-- Records supplied follows --

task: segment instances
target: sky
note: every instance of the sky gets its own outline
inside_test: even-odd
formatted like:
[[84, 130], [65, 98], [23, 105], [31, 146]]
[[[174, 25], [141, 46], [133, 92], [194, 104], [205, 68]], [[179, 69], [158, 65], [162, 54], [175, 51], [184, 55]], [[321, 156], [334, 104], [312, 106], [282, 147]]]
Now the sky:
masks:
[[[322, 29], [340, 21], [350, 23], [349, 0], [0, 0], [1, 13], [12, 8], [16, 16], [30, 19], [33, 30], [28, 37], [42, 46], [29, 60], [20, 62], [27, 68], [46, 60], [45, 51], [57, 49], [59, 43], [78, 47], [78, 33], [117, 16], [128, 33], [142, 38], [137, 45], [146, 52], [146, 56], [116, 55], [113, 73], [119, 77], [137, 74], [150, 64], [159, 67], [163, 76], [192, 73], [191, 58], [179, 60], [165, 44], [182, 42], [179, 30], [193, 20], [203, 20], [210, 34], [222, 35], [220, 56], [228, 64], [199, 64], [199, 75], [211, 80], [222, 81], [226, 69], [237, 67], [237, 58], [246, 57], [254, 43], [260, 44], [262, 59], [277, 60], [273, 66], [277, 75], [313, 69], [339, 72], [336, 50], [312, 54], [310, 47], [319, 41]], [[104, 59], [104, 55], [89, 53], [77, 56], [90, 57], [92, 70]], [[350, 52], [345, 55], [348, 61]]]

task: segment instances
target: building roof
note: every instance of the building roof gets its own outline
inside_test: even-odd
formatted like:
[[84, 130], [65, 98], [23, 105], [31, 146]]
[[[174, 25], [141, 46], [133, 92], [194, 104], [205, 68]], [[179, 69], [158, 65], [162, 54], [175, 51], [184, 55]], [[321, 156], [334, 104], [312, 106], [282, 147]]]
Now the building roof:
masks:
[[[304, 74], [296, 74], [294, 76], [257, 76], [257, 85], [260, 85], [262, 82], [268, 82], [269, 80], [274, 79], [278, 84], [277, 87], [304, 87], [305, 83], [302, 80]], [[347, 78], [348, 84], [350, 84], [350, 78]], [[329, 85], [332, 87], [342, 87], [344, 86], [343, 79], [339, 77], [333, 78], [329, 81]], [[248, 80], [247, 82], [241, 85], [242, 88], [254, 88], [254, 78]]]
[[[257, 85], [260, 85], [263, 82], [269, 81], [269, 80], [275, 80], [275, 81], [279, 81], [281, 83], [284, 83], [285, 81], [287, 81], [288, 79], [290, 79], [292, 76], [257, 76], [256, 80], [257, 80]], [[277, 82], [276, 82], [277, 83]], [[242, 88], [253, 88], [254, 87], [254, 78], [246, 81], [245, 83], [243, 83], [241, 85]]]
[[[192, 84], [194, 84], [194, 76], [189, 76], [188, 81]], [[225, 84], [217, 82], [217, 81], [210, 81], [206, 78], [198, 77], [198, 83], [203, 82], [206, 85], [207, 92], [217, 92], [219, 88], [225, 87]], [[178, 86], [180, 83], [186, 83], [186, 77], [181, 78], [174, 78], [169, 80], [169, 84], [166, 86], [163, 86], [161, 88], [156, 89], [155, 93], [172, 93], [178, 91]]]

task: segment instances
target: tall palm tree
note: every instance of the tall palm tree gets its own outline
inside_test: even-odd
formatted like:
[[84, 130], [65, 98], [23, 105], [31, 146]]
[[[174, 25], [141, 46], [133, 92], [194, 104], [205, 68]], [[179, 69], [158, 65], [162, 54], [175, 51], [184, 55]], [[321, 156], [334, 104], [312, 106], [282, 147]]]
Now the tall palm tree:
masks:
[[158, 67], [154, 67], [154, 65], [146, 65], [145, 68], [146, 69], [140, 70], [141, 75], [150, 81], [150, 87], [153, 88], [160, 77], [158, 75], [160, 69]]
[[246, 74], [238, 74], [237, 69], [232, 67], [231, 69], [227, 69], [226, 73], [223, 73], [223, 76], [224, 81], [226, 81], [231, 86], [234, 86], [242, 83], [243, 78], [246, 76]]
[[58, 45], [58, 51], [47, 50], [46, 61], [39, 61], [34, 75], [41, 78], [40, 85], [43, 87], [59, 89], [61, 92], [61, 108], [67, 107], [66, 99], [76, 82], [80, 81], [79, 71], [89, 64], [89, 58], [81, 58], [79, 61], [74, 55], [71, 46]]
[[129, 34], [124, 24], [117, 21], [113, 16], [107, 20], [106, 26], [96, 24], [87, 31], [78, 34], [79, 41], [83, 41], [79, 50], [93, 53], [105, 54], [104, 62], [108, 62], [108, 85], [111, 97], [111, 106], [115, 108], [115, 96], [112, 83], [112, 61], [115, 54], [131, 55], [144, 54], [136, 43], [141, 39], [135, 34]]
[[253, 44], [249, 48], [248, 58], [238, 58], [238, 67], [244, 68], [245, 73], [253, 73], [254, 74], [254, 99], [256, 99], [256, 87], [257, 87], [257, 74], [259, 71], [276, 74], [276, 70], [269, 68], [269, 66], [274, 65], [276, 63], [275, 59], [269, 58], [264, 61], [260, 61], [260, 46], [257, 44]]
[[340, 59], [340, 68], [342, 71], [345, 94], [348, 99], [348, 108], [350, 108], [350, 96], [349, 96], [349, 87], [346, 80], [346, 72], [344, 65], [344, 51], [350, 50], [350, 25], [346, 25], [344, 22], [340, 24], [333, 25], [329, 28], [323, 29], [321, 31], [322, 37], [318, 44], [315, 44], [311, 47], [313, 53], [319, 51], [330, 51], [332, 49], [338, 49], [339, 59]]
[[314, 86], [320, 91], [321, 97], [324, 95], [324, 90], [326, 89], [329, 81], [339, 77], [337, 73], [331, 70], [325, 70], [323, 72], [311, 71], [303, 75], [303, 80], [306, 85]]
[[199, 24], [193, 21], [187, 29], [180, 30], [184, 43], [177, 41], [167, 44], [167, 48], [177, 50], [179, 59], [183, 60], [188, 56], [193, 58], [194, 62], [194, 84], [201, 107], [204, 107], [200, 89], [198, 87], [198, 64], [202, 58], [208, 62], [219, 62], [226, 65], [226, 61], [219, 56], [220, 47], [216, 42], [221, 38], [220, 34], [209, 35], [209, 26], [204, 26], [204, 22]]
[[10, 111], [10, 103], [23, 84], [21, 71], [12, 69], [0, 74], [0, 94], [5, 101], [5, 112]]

-- Records supplied concluded --

**Instructions for the task**: For the word "building", count the lines of the data that contain it and report only the total.

**Solution for this problem**: 3